Image-grounded pointing data
□ □ □

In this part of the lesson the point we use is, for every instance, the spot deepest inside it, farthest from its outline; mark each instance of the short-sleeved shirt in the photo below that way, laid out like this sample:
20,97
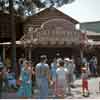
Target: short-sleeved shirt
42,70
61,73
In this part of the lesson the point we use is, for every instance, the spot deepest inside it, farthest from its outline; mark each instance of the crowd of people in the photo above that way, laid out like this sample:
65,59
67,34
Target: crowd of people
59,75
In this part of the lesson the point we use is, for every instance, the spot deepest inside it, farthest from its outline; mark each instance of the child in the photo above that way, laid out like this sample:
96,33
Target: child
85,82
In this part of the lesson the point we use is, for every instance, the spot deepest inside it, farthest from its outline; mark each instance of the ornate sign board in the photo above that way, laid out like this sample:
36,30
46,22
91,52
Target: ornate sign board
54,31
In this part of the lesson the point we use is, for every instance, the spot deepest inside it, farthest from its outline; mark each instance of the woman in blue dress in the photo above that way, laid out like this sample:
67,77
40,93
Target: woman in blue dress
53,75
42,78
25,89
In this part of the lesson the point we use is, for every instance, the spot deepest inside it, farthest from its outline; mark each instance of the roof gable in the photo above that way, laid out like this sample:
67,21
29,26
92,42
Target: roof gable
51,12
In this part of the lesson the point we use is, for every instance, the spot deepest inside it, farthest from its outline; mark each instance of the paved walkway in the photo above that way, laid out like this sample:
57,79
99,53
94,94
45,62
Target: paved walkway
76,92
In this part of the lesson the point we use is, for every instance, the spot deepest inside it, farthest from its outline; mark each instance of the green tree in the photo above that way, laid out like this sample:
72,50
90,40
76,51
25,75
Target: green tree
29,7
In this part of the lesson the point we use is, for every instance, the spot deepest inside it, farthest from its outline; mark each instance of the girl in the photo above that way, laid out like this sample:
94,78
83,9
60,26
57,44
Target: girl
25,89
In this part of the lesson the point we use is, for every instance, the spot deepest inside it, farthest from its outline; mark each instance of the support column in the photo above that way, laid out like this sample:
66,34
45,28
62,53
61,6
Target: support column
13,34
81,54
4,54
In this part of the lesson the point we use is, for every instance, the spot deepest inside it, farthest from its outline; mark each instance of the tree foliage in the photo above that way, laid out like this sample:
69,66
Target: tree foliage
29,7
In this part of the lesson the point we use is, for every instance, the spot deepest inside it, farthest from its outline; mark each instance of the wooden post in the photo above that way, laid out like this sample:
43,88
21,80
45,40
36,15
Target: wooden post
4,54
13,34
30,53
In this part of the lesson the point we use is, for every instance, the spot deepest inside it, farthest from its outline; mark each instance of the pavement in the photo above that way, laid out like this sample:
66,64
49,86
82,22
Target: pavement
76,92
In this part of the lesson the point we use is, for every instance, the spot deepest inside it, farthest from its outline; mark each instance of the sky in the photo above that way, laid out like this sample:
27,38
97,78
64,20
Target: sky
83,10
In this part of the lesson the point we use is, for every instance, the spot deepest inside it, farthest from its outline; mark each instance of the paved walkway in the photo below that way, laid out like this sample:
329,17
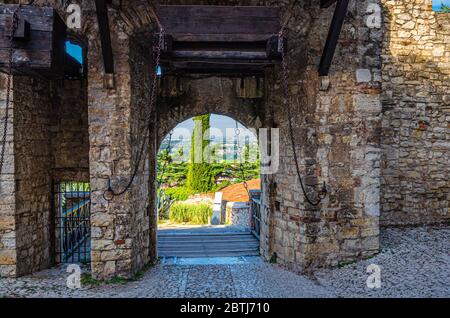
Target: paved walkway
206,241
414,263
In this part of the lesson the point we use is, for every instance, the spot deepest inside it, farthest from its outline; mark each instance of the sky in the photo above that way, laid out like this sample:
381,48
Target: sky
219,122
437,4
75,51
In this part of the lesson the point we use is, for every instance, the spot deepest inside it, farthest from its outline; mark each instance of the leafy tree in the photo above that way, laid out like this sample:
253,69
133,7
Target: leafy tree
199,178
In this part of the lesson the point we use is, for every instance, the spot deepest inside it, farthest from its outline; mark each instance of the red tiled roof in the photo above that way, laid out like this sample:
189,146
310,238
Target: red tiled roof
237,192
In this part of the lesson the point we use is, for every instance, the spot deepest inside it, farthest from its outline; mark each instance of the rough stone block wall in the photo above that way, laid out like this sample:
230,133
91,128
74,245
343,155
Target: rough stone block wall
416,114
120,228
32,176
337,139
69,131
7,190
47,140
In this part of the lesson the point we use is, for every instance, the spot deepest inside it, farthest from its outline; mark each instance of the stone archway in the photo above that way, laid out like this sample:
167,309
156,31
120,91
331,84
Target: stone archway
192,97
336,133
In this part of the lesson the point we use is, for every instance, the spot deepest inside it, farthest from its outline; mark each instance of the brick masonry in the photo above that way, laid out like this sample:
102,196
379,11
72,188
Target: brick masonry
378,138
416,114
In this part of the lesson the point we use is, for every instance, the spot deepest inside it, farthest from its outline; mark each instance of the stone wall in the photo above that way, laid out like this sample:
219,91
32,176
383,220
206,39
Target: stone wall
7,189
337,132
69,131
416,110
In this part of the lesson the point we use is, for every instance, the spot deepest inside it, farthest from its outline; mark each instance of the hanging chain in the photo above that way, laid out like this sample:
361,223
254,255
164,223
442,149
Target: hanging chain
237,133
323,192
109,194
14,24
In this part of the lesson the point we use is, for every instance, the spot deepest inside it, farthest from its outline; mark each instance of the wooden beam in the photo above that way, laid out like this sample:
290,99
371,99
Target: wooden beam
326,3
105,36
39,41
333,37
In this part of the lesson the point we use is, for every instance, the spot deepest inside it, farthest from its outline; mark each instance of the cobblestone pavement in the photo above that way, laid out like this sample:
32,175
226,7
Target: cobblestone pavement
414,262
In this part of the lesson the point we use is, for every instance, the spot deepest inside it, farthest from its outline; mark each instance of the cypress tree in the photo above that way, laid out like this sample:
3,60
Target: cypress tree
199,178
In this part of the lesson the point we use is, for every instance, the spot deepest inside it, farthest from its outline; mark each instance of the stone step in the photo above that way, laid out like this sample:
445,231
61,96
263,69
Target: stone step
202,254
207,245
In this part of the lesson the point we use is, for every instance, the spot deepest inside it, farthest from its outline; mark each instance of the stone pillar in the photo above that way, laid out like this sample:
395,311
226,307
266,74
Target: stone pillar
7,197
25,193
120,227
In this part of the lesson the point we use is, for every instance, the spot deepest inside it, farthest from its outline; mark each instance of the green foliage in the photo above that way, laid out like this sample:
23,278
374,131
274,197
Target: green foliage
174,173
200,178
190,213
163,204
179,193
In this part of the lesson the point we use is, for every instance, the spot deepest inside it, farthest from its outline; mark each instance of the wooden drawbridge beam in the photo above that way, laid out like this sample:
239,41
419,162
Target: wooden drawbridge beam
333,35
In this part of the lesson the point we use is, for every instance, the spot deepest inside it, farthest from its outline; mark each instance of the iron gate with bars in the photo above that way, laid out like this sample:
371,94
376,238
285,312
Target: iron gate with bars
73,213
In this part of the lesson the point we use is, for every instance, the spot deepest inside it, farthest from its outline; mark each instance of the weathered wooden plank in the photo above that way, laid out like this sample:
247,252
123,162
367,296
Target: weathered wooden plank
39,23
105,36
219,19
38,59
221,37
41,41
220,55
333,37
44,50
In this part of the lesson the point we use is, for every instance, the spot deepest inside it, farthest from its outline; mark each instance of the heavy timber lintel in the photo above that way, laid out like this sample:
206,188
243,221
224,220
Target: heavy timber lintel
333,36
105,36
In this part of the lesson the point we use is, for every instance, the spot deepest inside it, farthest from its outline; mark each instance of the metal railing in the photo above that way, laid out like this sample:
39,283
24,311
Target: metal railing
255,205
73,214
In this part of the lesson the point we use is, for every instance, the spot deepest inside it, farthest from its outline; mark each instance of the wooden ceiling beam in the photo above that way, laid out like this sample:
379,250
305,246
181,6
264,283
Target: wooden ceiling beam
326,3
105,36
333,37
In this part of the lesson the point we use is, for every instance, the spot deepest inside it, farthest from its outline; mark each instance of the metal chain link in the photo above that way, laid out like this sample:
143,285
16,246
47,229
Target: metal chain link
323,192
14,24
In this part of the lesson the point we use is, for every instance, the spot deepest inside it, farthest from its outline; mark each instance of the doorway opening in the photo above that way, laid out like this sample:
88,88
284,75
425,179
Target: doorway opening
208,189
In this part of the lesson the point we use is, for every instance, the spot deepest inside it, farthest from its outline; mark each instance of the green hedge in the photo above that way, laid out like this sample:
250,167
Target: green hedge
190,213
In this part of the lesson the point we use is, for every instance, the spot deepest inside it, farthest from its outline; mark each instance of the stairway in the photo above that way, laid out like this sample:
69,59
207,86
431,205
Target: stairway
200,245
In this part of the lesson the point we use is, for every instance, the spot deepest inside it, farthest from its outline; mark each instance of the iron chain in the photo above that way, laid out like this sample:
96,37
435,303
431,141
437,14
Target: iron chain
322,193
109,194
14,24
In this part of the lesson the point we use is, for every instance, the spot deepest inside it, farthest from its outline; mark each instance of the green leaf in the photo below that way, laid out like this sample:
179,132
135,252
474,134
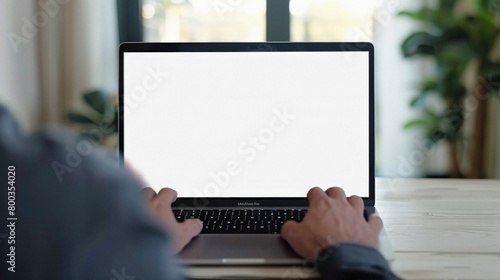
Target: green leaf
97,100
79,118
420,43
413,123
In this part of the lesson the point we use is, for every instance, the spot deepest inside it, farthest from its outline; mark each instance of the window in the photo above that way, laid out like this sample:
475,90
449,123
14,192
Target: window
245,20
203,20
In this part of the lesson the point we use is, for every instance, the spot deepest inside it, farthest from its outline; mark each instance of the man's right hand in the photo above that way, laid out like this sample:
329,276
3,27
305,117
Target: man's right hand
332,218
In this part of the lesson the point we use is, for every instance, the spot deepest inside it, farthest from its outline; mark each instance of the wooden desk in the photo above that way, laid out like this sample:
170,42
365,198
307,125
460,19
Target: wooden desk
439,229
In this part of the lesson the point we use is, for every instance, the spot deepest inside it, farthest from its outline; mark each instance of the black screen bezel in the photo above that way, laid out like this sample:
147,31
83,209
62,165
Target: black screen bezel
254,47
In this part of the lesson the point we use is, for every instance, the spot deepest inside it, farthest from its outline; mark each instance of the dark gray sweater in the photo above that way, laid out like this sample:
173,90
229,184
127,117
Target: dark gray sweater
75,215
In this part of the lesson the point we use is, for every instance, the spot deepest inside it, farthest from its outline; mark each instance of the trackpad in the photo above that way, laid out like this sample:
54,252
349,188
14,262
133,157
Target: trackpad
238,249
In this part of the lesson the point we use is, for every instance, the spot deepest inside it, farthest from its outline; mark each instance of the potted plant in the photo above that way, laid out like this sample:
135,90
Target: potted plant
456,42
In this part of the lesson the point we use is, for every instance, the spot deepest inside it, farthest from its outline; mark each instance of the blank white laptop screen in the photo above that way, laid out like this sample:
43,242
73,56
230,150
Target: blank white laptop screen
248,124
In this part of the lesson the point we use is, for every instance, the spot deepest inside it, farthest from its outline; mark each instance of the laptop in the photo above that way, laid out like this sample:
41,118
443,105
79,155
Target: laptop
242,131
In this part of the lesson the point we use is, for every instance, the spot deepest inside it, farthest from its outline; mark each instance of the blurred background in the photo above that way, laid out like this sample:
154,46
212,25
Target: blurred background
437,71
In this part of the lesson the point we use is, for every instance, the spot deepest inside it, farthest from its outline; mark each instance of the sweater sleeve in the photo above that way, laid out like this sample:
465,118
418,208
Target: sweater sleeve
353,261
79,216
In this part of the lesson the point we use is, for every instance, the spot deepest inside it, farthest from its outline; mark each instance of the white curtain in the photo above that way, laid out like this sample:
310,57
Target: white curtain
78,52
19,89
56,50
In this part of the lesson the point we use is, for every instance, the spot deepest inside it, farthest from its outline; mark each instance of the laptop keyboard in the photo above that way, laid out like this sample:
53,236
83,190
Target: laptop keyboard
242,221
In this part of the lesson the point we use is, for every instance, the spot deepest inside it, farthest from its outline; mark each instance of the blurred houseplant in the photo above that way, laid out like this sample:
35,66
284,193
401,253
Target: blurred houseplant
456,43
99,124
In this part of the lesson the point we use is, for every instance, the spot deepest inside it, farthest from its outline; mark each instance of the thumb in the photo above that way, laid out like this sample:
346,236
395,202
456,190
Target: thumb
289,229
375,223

□ □ □

--- YOUR GOAL ---
Copy each line of the records above that carries the word "below".

--- EXERCISE RESPONSE ---
In this part of the lesson the point we use is, for every instance, the spot deepest inside it, farthest from its outline; mark each instance of the short-sleeved shirt in the photo below that way, laid out like this sample:
In this part of the lesson the point we use is, for every instance, the spot deepest inside it, farthest from its outline; mark each instance of the paved walkway in the photo below that way, laid out like this sample:
In this part of the lesson the point we use is, for every instance, the spot deepest inside it, farthest from its outline; mark each instance of the green leaf in the photo below that way, laid out like this sample:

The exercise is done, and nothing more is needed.